## BEGIN Data entries

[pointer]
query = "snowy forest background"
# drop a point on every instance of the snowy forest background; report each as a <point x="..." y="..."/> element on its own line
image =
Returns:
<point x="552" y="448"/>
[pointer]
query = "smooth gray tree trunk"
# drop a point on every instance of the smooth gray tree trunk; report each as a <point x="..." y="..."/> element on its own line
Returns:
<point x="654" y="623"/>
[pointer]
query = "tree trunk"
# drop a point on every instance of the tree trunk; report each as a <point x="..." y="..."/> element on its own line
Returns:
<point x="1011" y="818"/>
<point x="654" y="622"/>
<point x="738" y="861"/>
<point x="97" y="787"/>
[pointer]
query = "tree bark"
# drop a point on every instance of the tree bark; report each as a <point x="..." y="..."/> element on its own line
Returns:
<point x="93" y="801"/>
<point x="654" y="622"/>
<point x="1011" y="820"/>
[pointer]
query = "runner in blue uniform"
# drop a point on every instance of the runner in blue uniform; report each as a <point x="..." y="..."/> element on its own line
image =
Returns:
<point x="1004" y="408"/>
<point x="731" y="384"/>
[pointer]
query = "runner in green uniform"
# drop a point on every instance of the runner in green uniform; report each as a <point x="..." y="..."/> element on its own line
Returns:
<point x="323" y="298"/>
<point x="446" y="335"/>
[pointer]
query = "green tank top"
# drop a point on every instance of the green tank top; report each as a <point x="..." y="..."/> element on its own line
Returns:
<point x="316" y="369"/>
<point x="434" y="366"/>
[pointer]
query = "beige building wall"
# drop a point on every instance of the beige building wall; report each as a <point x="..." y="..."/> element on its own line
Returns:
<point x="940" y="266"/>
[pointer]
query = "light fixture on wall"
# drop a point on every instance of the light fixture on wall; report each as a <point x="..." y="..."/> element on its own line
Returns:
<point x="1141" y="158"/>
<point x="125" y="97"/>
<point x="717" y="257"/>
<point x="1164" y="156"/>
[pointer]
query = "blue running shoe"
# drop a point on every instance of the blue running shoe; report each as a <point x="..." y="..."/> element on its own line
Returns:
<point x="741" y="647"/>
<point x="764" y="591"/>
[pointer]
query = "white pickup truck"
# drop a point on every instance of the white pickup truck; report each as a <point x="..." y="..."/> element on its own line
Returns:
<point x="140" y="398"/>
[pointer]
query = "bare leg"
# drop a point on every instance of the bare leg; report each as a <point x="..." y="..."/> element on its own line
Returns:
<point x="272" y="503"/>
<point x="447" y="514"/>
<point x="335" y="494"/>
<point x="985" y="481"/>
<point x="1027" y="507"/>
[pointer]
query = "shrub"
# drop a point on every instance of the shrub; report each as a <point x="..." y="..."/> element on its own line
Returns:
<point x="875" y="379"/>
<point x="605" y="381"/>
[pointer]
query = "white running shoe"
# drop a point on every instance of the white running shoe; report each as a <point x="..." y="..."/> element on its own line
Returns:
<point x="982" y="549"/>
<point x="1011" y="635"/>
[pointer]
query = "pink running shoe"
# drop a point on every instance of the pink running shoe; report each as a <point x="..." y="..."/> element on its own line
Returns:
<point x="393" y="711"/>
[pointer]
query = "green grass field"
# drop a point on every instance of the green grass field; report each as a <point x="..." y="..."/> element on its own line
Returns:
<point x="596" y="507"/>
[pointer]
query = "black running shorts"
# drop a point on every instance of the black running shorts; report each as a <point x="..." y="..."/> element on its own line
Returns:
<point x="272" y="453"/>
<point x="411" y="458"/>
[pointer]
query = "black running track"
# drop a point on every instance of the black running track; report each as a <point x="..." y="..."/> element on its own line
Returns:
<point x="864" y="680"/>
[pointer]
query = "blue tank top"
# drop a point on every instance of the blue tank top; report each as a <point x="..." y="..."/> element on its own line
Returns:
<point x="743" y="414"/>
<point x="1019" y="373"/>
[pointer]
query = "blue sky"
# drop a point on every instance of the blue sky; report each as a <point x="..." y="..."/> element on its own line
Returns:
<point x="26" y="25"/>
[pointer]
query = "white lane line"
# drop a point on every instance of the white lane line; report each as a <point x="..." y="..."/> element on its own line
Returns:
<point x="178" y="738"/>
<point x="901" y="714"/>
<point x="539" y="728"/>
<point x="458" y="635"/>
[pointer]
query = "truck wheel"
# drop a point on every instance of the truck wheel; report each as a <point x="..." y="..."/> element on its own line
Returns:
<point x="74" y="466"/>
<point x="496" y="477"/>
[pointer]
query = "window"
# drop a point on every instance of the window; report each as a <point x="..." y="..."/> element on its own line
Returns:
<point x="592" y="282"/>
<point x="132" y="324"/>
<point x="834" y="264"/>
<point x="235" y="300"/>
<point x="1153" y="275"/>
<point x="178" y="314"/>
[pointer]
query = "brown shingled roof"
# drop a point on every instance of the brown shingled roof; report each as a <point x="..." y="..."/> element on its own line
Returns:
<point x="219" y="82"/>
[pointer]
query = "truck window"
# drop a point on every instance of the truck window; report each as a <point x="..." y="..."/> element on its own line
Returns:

## END Data entries

Written problem => Every entry should be printed again exactly as written.

Expected output =>
[pointer]
query = "snowy forest background"
# drop a point on every instance of the snowy forest background; report each as a <point x="..." y="..."/> element on its own line
image =
Returns:
<point x="552" y="448"/>
[pointer]
query = "smooth gray tree trunk"
# drop a point on every instance of the smooth gray tree trunk; report each as a <point x="..." y="..."/> element on its own line
Returns:
<point x="654" y="623"/>
[pointer]
query = "tree trunk"
# drop a point on every instance of the tree trunk; report each as a <point x="..." y="..."/> element on its own line
Returns:
<point x="1011" y="818"/>
<point x="654" y="622"/>
<point x="738" y="861"/>
<point x="97" y="787"/>
[pointer]
query = "tree bark"
# drop a point on every instance of the tree bark; report each as a <point x="..." y="..."/> element on its own line
Returns:
<point x="93" y="801"/>
<point x="654" y="622"/>
<point x="1011" y="820"/>
[pointer]
query = "runner in blue uniform"
# drop a point on every instance of the runner in blue uniform; report each as a <point x="..." y="..."/> element on its own line
image =
Returns:
<point x="1004" y="408"/>
<point x="731" y="384"/>
[pointer]
query = "runner in green uniform"
# drop a point on every instance of the runner in green uniform; report each as a <point x="..." y="..."/> element on its own line
Returns:
<point x="323" y="298"/>
<point x="446" y="335"/>
[pointer]
query = "green tank top"
# drop a point on every instance of the green tank top; report each as a <point x="..." y="..."/> element on its own line
Returns:
<point x="316" y="369"/>
<point x="434" y="366"/>
[pointer]
query = "beige building wall"
# drop a point on every instance of the beige building wall; report each as a <point x="..." y="..."/> element on its own line
Returns:
<point x="940" y="266"/>
[pointer]
query = "light fixture on wall"
# drop a point on every instance of the light fixture on wall; report each as a <point x="..." y="..."/> element on its own line
Returns:
<point x="1141" y="158"/>
<point x="125" y="97"/>
<point x="717" y="257"/>
<point x="1164" y="156"/>
[pointer]
query = "blue running shoe"
# drop a point on every instance of the blue running shoe; report each as a <point x="..." y="..."/> element on its own line
Returns:
<point x="741" y="647"/>
<point x="764" y="591"/>
[pointer]
query = "white pickup truck"
# drop a point on every instance of the white pickup truck; report each as a <point x="..." y="..."/> element on its own line
Returns:
<point x="140" y="398"/>
[pointer]
query = "bare leg"
# drop a point on every instance of the bare leg; report each as a <point x="..." y="..."/> element on its own line
Returns:
<point x="272" y="503"/>
<point x="447" y="514"/>
<point x="335" y="494"/>
<point x="985" y="481"/>
<point x="1027" y="507"/>
[pointer]
query = "shrub"
# drop a point on every instance of the shrub; report each as a <point x="..." y="..."/> element on its own line
Returns:
<point x="875" y="379"/>
<point x="605" y="381"/>
[pointer]
query = "white running shoe"
# drop a point on every instance of the white running shoe; report each as a <point x="..." y="..."/> element on its own line
Returns:
<point x="982" y="549"/>
<point x="1011" y="635"/>
[pointer]
query = "pink running shoe"
# drop a point on every instance of the pink running shoe; report each as a <point x="..." y="..."/> element on its own line
Returns:
<point x="393" y="711"/>
[pointer]
query = "green grass field"
# drop a point on every instance of the green grass field; report each as a <point x="..." y="..."/> element on its own line
Returns:
<point x="596" y="507"/>
[pointer]
query = "black running shorts"
# drop a point on every instance of the black running shorts; report each as a <point x="..." y="..."/> element on its own line
Returns:
<point x="272" y="453"/>
<point x="411" y="458"/>
[pointer]
query = "black running track"
# drop a point on every instance of the black running track; report each as a <point x="..." y="..."/> element on its own line
Returns:
<point x="864" y="680"/>
[pointer]
query = "blue tank top"
# drop a point on every instance of the blue tank top; report each as a <point x="..." y="..."/> element on its own line
Returns:
<point x="743" y="414"/>
<point x="1019" y="373"/>
[pointer]
query = "blue sky"
# drop a point on every instance of the blue sky; report each as a <point x="..." y="..."/> element on its own line
Returns:
<point x="26" y="25"/>
[pointer]
query = "white lane line"
# drop a point on every instance of the white lane line; report each as a <point x="..." y="..."/> element on its own line
Returns:
<point x="178" y="738"/>
<point x="901" y="714"/>
<point x="539" y="728"/>
<point x="458" y="635"/>
[pointer]
query = "truck wheel"
# drop a point on every instance of the truck wheel; report each as a <point x="..." y="..."/> element on its own line
Returns:
<point x="74" y="466"/>
<point x="496" y="477"/>
[pointer]
query = "window"
# drop a point on every instance of the window; report each as a <point x="..." y="..."/> element on its own line
Returns:
<point x="592" y="282"/>
<point x="132" y="324"/>
<point x="834" y="264"/>
<point x="235" y="300"/>
<point x="1153" y="275"/>
<point x="178" y="314"/>
[pointer]
query = "brown shingled roof"
# drop a point on every instance of the brown shingled roof; report each as a <point x="..." y="..."/> element on its own line
Returns:
<point x="219" y="82"/>
[pointer]
query = "truck window"
# drop a point on every instance of the truck window; report each as a <point x="..." y="..."/> element on its own line
Returns:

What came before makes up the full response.